Exercise brief: Output the passage of the science communication text between "I wrote my first" and "male Superb Fairy-Wren.", inclusive, copied word for word.

Source document:
--

Science communication. Being editor of Animal Behaviour and having a new manuscript on the table once a week was fun, at least sometimes. Inventing three new publication venues as a chief communications officer was also fun – and the Swiss Academies Reports, Communications, and Factsheets still exist! We did a similar exercise recently, when we worked three years to prepare a relaunch of a 120-year-old Swiss scientific journal, the Ornithologischer Beobachter.
One of the most satisfying experiences as a journalist was when I got fired as a part-time science editor of the daily newspaper Basler Zeitung (or rather, my contract was not renewed). The newspaper had been taken over by a Swiss very-right-wing billionaire, and his new chief editor did not like it when I wrote that climate warming was happening and was likely caused by human activity. Nonetheless I thought that the chief editor was a skilled journalist, and the tense atmosphere at the editorial office was both uncomfortable and stimulating. Here are all articles I wrote and all pages I produced during my last six months at the Basler Zeitung. The Fukushima nuclear accident happened during this time, and many of the articles reflect the extreme polarization in the editorial office, as well as the (correct) feeling that the city's most important newspaper would probably be completely restructured.
I wrote my first newspaper article in 2000, on Nightingales in the Petite Camargue Alsacienne. My second article was a long report about a conference of the International Society for Behavioral Ecology in Zurich. The main attraction of that article was a description of a talk in which Andrew Cockburn simulated the courtship dance of a male Superb Fairy-Wren.
With this conference report, I won the Weltwoche-Award for Young Journalists 2001, at that time one of the most prestigious awards for Swiss journalists (and, at that time, the Weltwoche was a real newspaper). With the prize money, I bought my first car. I still owe Andrew Cockburn a visit to the Petite Camargue in return! (Using public transport, of course.)

--

Excerpted data:

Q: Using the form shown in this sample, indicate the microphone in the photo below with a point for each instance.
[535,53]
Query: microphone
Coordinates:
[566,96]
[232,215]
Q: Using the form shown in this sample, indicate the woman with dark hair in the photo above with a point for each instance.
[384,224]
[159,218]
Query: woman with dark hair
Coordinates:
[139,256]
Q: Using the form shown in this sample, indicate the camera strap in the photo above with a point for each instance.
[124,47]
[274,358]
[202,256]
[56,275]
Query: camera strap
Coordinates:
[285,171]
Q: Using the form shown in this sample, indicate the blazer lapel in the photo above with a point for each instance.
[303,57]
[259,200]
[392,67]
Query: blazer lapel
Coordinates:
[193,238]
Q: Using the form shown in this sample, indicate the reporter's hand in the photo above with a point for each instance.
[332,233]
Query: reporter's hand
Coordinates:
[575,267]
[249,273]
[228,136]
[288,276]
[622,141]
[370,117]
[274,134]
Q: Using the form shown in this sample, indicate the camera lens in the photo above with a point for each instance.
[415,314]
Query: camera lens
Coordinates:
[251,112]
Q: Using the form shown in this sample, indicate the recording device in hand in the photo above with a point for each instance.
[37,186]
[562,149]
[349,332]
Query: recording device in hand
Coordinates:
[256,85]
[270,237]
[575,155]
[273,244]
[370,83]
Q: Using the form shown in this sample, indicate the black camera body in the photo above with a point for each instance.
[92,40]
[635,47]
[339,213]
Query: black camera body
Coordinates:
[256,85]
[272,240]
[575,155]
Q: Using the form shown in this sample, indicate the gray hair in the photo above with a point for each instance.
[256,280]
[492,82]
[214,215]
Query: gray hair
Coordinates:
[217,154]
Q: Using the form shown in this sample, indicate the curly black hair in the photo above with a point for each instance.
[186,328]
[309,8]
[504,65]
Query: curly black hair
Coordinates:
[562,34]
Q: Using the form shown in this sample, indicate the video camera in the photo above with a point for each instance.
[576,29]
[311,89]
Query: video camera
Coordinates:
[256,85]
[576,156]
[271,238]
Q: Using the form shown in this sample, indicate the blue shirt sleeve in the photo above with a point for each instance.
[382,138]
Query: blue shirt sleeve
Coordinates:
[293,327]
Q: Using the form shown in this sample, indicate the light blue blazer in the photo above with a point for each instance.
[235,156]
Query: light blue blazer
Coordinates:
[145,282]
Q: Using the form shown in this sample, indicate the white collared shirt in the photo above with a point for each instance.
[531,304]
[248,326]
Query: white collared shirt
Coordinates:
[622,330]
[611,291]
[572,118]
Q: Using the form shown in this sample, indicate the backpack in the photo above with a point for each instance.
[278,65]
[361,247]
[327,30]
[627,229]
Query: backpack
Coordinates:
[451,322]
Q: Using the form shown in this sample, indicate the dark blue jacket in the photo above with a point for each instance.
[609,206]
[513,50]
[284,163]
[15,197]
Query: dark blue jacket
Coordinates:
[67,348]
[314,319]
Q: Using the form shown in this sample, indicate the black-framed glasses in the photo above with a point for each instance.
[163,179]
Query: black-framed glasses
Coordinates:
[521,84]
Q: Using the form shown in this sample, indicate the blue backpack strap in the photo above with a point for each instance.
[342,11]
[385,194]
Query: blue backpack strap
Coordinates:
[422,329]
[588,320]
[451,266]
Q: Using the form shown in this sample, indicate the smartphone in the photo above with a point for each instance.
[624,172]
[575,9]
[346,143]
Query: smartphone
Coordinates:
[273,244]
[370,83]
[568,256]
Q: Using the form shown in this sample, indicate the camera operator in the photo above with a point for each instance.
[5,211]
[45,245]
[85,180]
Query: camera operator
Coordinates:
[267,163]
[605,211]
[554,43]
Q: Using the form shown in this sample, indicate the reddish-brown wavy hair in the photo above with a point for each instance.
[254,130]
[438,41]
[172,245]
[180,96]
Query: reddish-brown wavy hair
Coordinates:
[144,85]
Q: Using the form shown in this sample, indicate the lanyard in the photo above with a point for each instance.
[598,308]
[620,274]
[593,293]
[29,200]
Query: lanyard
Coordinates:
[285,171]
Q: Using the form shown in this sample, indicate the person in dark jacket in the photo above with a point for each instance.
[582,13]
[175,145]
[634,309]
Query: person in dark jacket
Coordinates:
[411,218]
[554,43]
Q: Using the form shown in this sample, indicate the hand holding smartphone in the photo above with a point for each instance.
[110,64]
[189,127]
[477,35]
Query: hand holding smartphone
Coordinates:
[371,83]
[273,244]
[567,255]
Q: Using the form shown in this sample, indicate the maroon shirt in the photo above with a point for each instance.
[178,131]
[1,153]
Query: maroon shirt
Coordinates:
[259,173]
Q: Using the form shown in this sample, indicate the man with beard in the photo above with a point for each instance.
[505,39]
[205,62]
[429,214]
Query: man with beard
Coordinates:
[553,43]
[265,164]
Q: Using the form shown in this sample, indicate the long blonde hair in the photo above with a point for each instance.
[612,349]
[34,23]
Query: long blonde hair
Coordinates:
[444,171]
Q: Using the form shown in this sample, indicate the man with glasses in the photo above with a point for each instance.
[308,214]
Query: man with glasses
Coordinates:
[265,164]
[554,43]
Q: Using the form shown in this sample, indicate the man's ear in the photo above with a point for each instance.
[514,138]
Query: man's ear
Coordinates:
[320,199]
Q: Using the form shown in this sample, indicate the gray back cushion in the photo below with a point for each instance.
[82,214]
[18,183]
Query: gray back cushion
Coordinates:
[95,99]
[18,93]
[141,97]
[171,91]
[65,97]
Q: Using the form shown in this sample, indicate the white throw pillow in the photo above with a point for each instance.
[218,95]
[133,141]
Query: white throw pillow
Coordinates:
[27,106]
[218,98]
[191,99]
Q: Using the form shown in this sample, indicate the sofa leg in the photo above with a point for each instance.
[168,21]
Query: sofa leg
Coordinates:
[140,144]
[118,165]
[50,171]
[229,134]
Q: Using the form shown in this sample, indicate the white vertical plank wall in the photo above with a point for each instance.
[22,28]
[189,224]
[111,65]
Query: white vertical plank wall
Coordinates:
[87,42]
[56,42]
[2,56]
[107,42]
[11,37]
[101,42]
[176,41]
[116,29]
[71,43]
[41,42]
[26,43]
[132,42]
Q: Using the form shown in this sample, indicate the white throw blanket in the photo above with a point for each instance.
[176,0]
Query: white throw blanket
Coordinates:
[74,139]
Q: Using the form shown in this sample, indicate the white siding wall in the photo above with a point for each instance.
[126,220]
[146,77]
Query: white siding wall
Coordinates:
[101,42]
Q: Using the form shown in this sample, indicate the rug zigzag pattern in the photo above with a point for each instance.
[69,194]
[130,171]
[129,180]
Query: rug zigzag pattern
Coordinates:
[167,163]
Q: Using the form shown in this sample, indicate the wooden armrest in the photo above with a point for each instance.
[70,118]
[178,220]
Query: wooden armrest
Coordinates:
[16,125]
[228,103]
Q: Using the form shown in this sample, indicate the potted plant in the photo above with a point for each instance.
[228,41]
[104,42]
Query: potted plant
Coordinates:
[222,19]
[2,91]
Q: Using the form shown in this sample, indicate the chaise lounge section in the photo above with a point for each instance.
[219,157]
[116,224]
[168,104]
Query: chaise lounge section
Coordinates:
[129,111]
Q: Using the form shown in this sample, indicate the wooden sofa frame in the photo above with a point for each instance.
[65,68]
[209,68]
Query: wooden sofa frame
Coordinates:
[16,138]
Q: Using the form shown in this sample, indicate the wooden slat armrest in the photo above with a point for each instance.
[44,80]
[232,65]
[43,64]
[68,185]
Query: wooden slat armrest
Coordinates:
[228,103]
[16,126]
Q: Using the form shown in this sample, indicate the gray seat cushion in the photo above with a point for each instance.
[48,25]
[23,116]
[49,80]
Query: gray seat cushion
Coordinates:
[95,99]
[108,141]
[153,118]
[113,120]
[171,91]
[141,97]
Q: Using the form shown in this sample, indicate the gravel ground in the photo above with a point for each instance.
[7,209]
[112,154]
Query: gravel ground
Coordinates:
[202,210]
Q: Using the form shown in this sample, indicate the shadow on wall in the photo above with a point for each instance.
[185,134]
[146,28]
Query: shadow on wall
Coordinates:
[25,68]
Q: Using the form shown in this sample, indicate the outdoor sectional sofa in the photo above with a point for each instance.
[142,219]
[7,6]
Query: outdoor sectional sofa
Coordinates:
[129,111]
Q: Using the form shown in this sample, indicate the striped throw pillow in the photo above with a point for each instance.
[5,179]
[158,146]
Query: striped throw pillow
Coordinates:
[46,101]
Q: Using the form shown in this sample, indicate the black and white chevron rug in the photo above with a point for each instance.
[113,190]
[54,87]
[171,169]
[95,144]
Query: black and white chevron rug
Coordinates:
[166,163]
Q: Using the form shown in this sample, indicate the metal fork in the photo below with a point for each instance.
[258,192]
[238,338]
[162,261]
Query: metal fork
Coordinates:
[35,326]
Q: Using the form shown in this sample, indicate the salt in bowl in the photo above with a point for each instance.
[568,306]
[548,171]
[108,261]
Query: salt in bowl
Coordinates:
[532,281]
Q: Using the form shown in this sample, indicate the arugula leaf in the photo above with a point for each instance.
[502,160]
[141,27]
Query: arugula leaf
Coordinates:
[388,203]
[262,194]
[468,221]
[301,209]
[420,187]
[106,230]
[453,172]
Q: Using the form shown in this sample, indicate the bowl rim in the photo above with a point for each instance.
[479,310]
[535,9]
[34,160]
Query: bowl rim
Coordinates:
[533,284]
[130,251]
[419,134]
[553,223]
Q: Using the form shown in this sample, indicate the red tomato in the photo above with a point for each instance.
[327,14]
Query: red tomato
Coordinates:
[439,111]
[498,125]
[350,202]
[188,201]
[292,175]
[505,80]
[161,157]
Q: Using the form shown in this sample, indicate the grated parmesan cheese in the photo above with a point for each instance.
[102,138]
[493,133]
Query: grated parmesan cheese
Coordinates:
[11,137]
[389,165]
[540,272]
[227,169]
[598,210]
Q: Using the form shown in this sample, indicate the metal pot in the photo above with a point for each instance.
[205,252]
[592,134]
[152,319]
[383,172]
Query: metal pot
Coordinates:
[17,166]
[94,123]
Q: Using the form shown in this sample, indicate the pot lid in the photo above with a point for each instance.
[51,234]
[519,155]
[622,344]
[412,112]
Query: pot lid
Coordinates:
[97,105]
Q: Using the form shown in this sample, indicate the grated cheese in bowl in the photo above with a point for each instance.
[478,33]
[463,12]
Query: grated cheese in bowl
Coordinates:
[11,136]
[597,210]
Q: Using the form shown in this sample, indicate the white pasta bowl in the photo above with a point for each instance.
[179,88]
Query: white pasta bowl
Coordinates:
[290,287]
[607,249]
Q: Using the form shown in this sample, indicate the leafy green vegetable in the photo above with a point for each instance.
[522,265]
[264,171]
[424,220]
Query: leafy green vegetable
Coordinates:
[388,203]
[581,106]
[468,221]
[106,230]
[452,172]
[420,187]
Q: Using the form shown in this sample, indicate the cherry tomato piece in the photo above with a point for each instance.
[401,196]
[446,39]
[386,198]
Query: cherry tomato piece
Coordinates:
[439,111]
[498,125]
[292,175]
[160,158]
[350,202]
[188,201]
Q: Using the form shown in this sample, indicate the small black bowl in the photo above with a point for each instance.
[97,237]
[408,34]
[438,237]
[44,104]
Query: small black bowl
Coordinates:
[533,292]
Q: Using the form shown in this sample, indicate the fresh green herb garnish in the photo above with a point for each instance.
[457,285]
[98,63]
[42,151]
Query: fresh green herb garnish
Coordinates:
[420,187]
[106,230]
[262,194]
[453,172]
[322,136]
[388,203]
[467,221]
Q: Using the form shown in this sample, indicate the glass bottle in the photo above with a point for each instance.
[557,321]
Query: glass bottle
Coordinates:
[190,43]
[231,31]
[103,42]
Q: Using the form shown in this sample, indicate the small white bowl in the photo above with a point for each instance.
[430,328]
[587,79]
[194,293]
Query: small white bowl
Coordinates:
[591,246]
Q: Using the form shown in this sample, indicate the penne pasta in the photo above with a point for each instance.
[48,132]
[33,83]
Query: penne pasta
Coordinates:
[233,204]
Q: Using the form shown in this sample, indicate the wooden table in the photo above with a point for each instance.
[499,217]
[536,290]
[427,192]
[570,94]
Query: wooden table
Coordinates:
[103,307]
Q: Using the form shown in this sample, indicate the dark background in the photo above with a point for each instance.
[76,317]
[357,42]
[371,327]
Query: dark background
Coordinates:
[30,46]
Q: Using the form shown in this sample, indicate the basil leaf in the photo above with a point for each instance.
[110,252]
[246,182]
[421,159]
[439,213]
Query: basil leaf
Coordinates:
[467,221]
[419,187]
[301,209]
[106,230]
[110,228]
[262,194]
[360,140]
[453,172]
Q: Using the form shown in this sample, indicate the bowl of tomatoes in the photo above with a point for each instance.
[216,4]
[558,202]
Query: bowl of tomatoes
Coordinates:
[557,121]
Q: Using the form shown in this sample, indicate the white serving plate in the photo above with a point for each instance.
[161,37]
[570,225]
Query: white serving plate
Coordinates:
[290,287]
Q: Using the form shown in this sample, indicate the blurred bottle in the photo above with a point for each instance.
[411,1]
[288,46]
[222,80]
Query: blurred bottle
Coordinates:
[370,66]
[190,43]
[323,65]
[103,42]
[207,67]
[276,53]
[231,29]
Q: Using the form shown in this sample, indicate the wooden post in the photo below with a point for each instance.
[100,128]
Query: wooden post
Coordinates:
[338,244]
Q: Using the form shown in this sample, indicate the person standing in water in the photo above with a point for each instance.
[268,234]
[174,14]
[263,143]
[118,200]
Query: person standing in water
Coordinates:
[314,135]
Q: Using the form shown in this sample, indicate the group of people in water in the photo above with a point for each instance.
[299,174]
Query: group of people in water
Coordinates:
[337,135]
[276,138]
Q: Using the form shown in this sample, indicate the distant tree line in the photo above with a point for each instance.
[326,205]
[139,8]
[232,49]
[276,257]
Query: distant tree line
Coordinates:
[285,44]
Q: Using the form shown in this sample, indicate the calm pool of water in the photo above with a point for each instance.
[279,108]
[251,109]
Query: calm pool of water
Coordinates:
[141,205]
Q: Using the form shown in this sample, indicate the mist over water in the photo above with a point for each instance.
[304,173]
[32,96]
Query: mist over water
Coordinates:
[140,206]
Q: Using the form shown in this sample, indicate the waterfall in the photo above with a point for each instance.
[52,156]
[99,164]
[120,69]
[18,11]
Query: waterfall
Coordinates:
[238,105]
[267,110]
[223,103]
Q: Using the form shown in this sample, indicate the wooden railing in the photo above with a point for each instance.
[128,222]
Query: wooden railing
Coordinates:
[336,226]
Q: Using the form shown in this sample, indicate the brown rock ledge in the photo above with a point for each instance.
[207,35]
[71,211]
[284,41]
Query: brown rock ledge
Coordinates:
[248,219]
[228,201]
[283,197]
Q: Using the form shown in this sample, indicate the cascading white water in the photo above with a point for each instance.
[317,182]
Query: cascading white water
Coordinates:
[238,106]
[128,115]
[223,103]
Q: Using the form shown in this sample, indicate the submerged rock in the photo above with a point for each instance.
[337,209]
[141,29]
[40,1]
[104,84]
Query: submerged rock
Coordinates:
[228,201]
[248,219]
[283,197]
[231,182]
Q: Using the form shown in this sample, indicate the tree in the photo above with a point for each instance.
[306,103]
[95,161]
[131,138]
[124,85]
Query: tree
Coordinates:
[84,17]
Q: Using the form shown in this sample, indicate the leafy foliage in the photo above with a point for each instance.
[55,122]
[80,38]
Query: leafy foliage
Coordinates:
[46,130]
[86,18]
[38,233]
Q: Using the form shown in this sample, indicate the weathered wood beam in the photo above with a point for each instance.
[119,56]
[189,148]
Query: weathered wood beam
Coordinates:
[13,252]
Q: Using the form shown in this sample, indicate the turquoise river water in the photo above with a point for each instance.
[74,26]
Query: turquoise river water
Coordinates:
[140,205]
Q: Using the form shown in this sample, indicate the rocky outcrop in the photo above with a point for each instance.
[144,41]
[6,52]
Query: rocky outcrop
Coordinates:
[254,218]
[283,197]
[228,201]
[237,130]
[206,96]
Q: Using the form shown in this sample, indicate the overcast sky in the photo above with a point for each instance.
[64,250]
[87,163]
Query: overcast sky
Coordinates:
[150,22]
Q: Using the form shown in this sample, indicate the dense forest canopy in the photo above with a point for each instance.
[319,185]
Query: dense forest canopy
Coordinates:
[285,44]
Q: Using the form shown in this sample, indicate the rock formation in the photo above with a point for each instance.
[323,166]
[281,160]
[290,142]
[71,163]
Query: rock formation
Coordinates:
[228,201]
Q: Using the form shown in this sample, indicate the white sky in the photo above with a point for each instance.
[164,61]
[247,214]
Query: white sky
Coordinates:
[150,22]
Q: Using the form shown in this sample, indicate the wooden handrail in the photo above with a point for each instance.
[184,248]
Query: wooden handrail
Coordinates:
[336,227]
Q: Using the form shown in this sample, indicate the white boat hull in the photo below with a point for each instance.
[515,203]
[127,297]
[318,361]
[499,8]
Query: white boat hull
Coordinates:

--

Answer to the task:
I wrote my first newspaper article in 2000, on Nightingales in the Petite Camargue Alsacienne. My second article was a long report about a conference of the International Society for Behavioral Ecology in Zurich. The main attraction of that article was a description of a talk in which Andrew Cockburn simulated the courtship dance of a male Superb Fairy-Wren.